Can you echo every line of the listing below word for word, leaving the pictures out of your reply?

[Stored records]

□ □ □ □ □

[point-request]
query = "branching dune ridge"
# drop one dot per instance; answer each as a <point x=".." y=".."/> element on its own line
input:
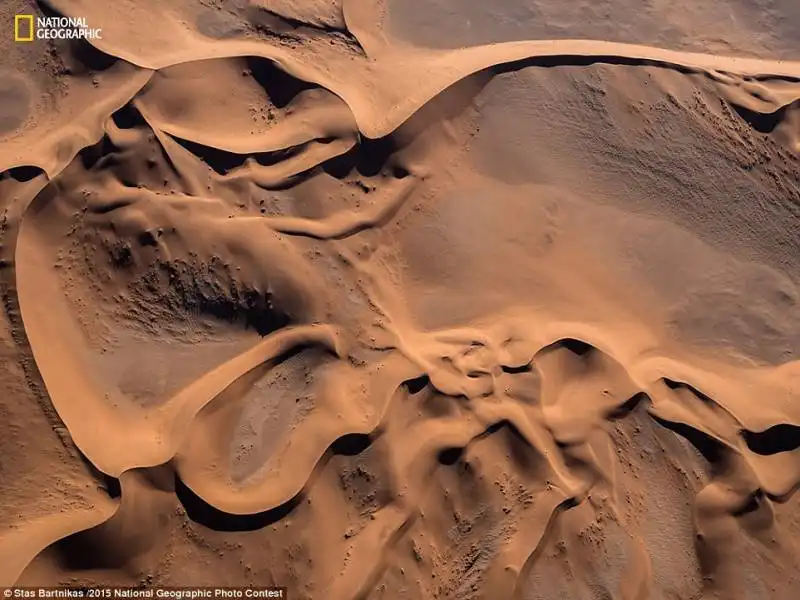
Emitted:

□ □ □ □ □

▶ **Exercise output**:
[point-request]
query = "branching dune ridge"
# drop one dot per instance; answer each as a <point x=".." y=".."/> element on its own line
input:
Emitted:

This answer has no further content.